* _Work order 1_: In the article on the Adani Wilmar stake sale, rewrite the passage starting at "Adani Group is" and ending at "the next month.", changing "complete" to "entire".
* _Work order 2_: According to the article on the Adani Wilmar stake sale, why have the group's promoters been considering selling non-core assets, and what prompted that decision?

* _Extract to read_:
Adani Group is currently engaging in discussions with several multinational consumer goods corporations regarding the potential sale of its complete 43.97% share in Adani Wilmar Ltd, the owner of the renowned Fortune brand known for its edible oils and packaged grocery products. According to insiders familiar with the situation, a transaction is anticipated to be formally concluded within the next month.

The conglomerate, which spans ports and renewable energy, anticipates receiving $2.5-3 billion for its stake in the joint venture with Wilmar International, a Singapore-based company that also holds a 43.97% ownership in the firm, as per their statement.

As of the press time, emails sent to Adani Group and Adani Wilmar have gone unanswered.

Wilmar International has chosen not to provide a comment.

Adani Wilmar’s stock price has decreased from INR 488 in mid-May to INR 317.45 on Friday, resulting in a market capitalization of INR 41,258 crore ($4.96 billion).

“Adani Group will exit a few businesses to invest more deeply in core focus areas such as infrastructure,” one executive said. “Plans to disinvest its stake in Adani Wilmar are on these lines,” he said, adding that proceeds from the proposed sale are likely to be used for investments in other group businesses, and not to pare debt.

Adani Wilmar stands as a major contender in the edible oil industry. In the previous fiscal year, the company disclosed a net profit of INR 607 crore on a revenue of INR 55,262 crore.

The group’s promoters have been contemplating divestment of non-core assets to establish a financial cushion. This decision was prompted by the Hindenburg short-seller report on the group earlier this year, which resulted in the abrupt cancellation of a planned share sale in the flagship Adani Enterprises and caused a wealth erosion of $150 billion for investors. However, it’s worth noting that the group’s companies have since regained most of the value lost in their share prices.

* _Dataset_:
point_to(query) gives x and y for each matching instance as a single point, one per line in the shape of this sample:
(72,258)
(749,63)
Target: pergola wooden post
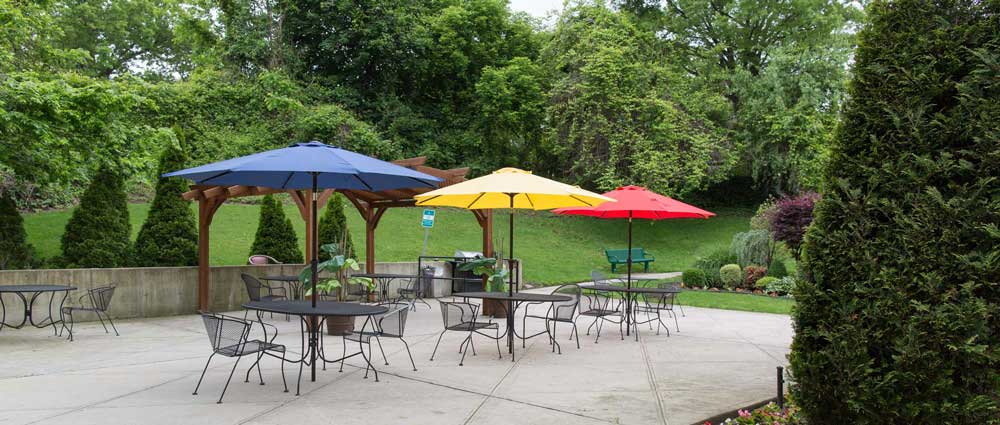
(371,205)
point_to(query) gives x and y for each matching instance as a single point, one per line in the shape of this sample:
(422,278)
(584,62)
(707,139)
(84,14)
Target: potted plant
(496,281)
(334,282)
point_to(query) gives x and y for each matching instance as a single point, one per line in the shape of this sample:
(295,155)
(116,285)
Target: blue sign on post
(428,219)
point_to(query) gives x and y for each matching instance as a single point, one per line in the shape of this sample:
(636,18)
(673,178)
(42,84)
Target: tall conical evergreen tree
(898,323)
(99,233)
(15,252)
(333,225)
(275,235)
(169,237)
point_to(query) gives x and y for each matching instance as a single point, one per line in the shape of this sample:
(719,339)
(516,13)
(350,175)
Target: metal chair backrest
(598,278)
(566,310)
(225,332)
(259,260)
(253,286)
(393,322)
(100,297)
(457,313)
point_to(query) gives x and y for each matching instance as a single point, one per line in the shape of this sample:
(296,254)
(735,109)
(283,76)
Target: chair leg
(283,381)
(409,354)
(436,345)
(112,323)
(343,355)
(227,381)
(202,374)
(379,342)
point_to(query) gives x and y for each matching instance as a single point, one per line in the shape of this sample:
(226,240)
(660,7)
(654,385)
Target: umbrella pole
(510,288)
(314,265)
(628,280)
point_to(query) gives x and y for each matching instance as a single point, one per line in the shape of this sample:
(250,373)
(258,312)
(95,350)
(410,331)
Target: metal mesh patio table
(28,301)
(513,301)
(312,347)
(632,295)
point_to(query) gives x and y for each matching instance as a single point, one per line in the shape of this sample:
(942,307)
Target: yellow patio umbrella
(511,188)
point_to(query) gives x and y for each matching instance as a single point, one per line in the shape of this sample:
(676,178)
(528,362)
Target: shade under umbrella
(312,165)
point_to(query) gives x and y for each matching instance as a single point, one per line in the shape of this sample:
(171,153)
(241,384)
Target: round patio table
(293,282)
(513,302)
(632,295)
(383,280)
(28,294)
(312,348)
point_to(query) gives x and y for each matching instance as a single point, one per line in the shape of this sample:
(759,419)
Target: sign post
(426,221)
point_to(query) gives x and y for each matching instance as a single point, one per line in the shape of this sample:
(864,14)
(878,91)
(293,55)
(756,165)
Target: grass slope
(556,249)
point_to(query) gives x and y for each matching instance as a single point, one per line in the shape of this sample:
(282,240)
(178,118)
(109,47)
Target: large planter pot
(494,308)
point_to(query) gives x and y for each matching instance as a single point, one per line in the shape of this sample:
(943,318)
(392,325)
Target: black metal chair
(230,337)
(255,288)
(559,311)
(391,324)
(410,292)
(602,306)
(655,304)
(97,301)
(462,317)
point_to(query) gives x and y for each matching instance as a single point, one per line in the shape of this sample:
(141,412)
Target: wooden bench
(620,256)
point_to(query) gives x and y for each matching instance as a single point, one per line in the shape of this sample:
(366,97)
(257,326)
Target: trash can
(426,282)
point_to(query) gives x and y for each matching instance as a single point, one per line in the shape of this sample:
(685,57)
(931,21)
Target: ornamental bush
(731,275)
(275,234)
(765,281)
(98,234)
(790,219)
(15,252)
(777,268)
(753,247)
(333,225)
(711,263)
(898,323)
(751,274)
(693,278)
(169,237)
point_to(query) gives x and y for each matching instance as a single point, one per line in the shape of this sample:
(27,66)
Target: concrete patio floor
(719,361)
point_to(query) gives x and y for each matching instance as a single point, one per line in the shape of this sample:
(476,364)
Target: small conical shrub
(99,233)
(333,225)
(275,235)
(15,252)
(169,237)
(899,319)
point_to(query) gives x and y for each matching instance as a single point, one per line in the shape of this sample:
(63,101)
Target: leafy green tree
(275,235)
(618,114)
(122,36)
(169,237)
(333,226)
(15,251)
(98,234)
(898,322)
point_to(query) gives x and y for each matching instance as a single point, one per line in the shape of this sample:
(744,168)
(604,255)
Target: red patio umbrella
(637,202)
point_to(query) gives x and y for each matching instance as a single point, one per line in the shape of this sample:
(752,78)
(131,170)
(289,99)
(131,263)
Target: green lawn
(556,249)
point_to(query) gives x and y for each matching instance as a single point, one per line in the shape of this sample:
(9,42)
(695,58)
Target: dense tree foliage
(15,252)
(169,237)
(99,233)
(275,236)
(898,323)
(621,115)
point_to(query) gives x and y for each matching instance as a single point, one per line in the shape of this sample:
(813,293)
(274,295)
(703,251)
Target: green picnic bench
(620,256)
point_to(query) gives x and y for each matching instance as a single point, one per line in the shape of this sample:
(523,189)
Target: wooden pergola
(371,205)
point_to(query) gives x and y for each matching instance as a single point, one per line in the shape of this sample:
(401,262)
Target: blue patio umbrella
(312,165)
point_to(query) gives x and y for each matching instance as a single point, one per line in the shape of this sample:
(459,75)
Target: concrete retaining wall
(164,291)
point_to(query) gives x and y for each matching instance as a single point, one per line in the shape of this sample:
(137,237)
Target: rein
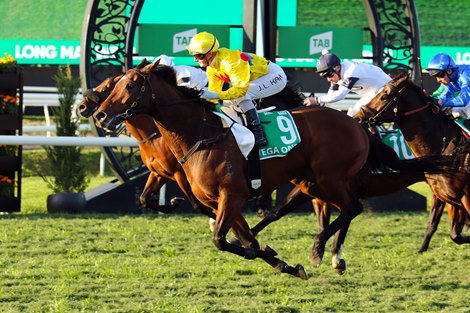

* _Task result 1_:
Adani Group is currently engaging in discussions with several multinational consumer goods corporations regarding the potential sale of its entire 43.97% share in Adani Wilmar Ltd, the owner of the renowned Fortune brand known for its edible oils and packaged grocery products. According to insiders familiar with the situation, a transaction is anticipated to be formally concluded within the next month.

* _Task result 2_: The promoters want to build a financial cushion. The Hindenburg short-seller report on the group earlier this year prompted the decision. That report led to the abrupt cancellation of a planned share sale in Adani Enterprises and wiped out $150 billion of investor wealth.